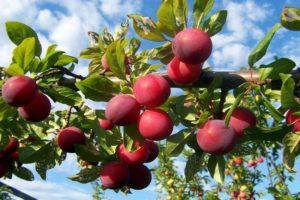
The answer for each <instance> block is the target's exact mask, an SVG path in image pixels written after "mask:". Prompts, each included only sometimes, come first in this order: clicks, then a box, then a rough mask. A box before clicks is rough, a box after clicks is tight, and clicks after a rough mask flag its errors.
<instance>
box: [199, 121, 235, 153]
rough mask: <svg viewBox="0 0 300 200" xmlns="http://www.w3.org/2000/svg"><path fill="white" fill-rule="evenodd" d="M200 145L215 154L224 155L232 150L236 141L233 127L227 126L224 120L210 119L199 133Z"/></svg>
mask: <svg viewBox="0 0 300 200" xmlns="http://www.w3.org/2000/svg"><path fill="white" fill-rule="evenodd" d="M197 142H198V145H199V147H200V148H201V149H202V150H203V151H205V152H207V153H210V154H213V155H223V154H226V153H228V152H230V151H231V150H232V149H233V148H234V146H235V143H236V134H235V131H234V129H233V128H231V127H227V126H226V124H225V122H224V121H223V120H209V121H207V122H206V123H205V124H204V125H203V126H202V127H200V129H199V131H198V133H197Z"/></svg>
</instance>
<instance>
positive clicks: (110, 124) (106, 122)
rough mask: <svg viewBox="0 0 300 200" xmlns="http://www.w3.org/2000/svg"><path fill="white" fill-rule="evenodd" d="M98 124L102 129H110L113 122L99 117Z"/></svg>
mask: <svg viewBox="0 0 300 200" xmlns="http://www.w3.org/2000/svg"><path fill="white" fill-rule="evenodd" d="M99 125H100V126H101V128H103V129H104V130H111V129H113V127H114V124H113V123H111V121H109V120H106V119H99Z"/></svg>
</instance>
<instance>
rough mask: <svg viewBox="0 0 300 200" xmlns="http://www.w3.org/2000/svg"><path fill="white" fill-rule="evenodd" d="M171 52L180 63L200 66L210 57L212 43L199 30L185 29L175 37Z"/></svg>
mask: <svg viewBox="0 0 300 200" xmlns="http://www.w3.org/2000/svg"><path fill="white" fill-rule="evenodd" d="M172 50H173V53H174V55H175V56H176V57H177V58H178V59H179V60H181V61H182V62H185V63H189V64H200V63H203V62H204V61H205V60H207V58H208V57H209V56H210V54H211V52H212V41H211V39H210V37H209V35H208V34H207V33H206V32H204V31H202V30H200V29H196V28H190V29H185V30H183V31H181V32H179V33H178V34H177V35H176V36H175V38H174V40H173V42H172Z"/></svg>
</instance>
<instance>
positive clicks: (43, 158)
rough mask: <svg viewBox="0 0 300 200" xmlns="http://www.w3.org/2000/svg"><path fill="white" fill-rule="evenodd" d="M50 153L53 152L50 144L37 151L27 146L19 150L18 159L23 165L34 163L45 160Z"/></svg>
mask: <svg viewBox="0 0 300 200" xmlns="http://www.w3.org/2000/svg"><path fill="white" fill-rule="evenodd" d="M51 151H53V149H52V145H51V143H48V144H46V145H44V146H42V147H40V148H38V149H34V148H33V147H30V146H27V147H24V148H20V149H19V153H20V156H19V159H20V161H21V163H24V164H27V163H34V162H38V161H41V160H44V159H47V157H46V155H48V154H49V153H50V152H51Z"/></svg>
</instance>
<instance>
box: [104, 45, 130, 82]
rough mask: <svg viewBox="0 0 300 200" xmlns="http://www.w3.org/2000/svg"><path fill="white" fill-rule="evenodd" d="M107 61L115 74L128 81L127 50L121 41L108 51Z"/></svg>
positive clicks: (111, 47)
mask: <svg viewBox="0 0 300 200" xmlns="http://www.w3.org/2000/svg"><path fill="white" fill-rule="evenodd" d="M106 60H107V64H108V66H109V67H110V69H111V71H112V72H113V74H114V75H115V76H116V77H118V78H120V79H122V80H126V66H125V50H124V48H123V47H122V44H121V41H116V42H113V43H111V44H110V45H109V46H108V48H107V50H106Z"/></svg>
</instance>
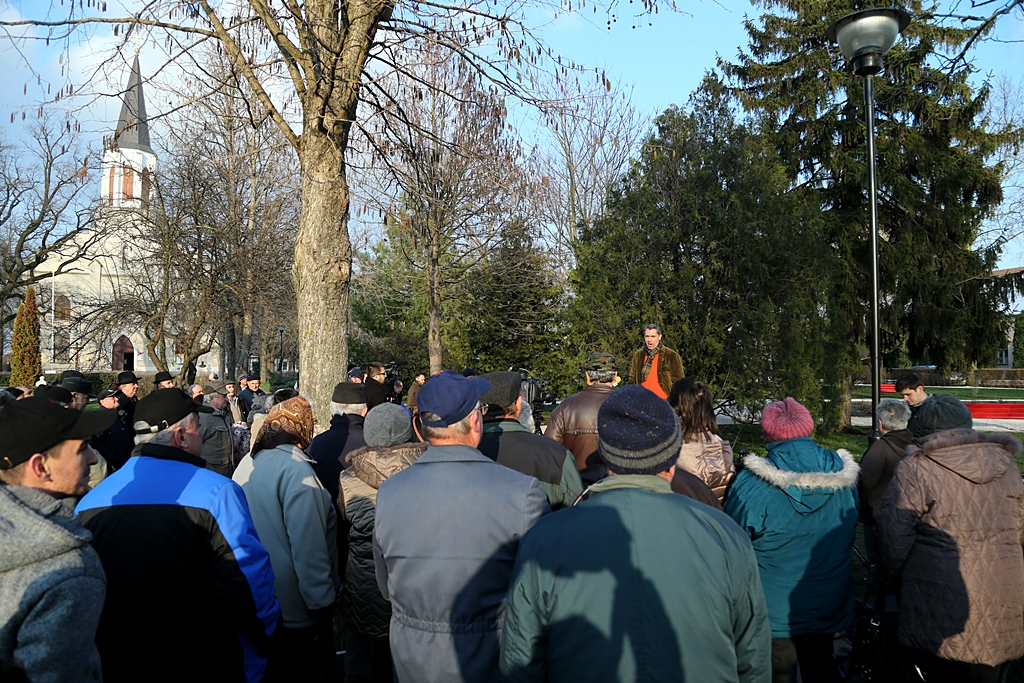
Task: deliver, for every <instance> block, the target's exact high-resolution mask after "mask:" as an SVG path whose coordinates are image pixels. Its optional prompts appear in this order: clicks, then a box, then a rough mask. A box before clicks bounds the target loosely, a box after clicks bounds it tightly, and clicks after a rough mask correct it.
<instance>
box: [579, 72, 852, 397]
mask: <svg viewBox="0 0 1024 683" xmlns="http://www.w3.org/2000/svg"><path fill="white" fill-rule="evenodd" d="M785 170H786V169H785V166H784V164H783V163H782V162H781V161H780V159H779V157H778V155H777V154H776V152H775V150H774V148H773V147H772V146H771V145H770V144H766V143H765V139H764V138H763V137H761V136H759V135H758V134H757V133H756V132H755V131H751V130H750V129H749V128H746V127H745V126H743V125H740V124H737V123H736V122H735V120H734V115H733V112H732V111H731V108H730V99H729V94H728V92H727V90H726V89H725V87H724V86H723V85H722V83H721V82H720V81H718V80H717V79H715V78H713V77H711V78H708V79H706V81H705V83H703V85H702V86H701V88H700V89H699V90H698V91H697V92H696V93H695V94H694V95H693V97H692V98H691V100H690V112H689V113H684V112H681V111H679V110H676V109H671V110H669V111H668V112H666V113H665V114H664V115H662V116H660V117H659V118H658V119H657V121H656V130H655V132H654V134H653V135H652V136H651V137H650V139H649V140H648V141H647V143H646V144H645V145H644V150H643V153H642V155H641V158H640V160H639V161H638V163H637V164H636V166H635V167H634V169H633V170H632V171H631V172H630V173H629V174H628V175H627V177H626V178H625V180H624V182H623V185H622V187H621V188H618V189H617V190H615V191H614V193H612V195H611V197H610V199H609V203H608V210H607V213H606V215H605V216H604V217H603V218H600V219H598V220H597V221H595V223H594V225H593V226H592V227H589V228H587V229H585V230H584V231H583V233H582V236H581V245H580V248H579V249H578V252H577V263H578V265H577V269H575V271H574V273H573V283H574V286H575V290H577V295H578V296H577V297H575V298H574V300H573V303H572V307H571V311H570V318H571V324H572V329H573V331H574V334H573V342H574V343H575V344H578V345H580V346H582V348H578V349H577V354H578V355H585V354H586V353H588V352H591V351H594V350H599V349H600V350H606V351H610V352H613V353H615V355H616V356H618V357H620V358H621V361H620V367H621V369H622V370H621V374H622V376H623V377H624V378H625V376H626V374H627V372H628V366H627V364H628V362H629V359H630V357H631V356H632V353H633V351H634V350H635V349H636V348H638V347H639V345H640V343H641V337H640V335H641V331H642V330H643V328H644V327H645V325H647V324H650V323H655V324H658V325H660V326H662V328H663V330H664V331H665V343H666V344H667V345H668V346H670V347H671V348H674V349H677V350H678V351H679V353H680V356H681V357H682V360H683V366H684V368H685V370H686V373H687V375H689V376H692V377H695V378H697V379H699V380H701V381H705V382H707V383H708V384H710V385H711V386H712V387H713V388H714V389H715V391H716V394H717V395H718V396H719V397H720V398H724V399H726V400H729V401H732V402H734V403H736V404H737V405H739V407H742V408H746V409H750V410H752V411H755V412H756V411H758V410H760V408H761V407H762V405H763V404H764V402H765V401H766V400H769V399H774V398H778V397H783V396H786V395H793V396H798V397H799V398H800V399H801V400H802V401H804V402H805V403H806V404H808V407H809V408H810V409H811V410H812V411H818V412H819V411H820V409H821V407H822V404H823V401H824V398H825V397H826V396H825V395H824V394H823V393H822V386H821V383H820V381H819V379H820V377H821V376H822V374H823V373H825V372H826V371H827V369H826V368H825V367H824V365H825V355H824V353H823V352H822V349H821V345H820V342H819V341H818V340H820V339H821V338H823V337H824V336H825V335H826V332H827V330H826V321H825V319H823V318H822V316H821V314H820V310H819V308H818V297H819V294H820V292H823V291H827V290H828V289H829V288H830V287H831V286H833V284H831V273H830V272H829V271H828V269H827V268H825V267H823V265H824V262H823V259H824V258H825V256H826V250H825V249H824V247H823V246H822V245H821V243H820V241H819V240H818V239H817V233H818V230H819V229H820V212H819V211H818V210H817V207H816V206H815V205H813V204H806V203H803V204H802V202H803V201H804V199H805V196H803V195H800V194H795V193H787V191H786V189H787V188H788V186H790V180H788V177H787V176H786V173H785Z"/></svg>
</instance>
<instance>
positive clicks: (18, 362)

==============================

• **Prompt**
Quote the records word for word from their beginning through the line containing "box: [199, 121, 235, 153]", that line included, and leave out the picture.

• **Reply to the task**
The answer for each <instance> block is the target's exact mask, an SVG path in image pixels written after "mask:". Prompts, each included only sometimes, come first in this order: clicks, then a box, then a rough mask. A box before clicks is rough, a box after clicks is tight, and clicks after a rough mask flag its errors.
<instance>
box: [199, 121, 235, 153]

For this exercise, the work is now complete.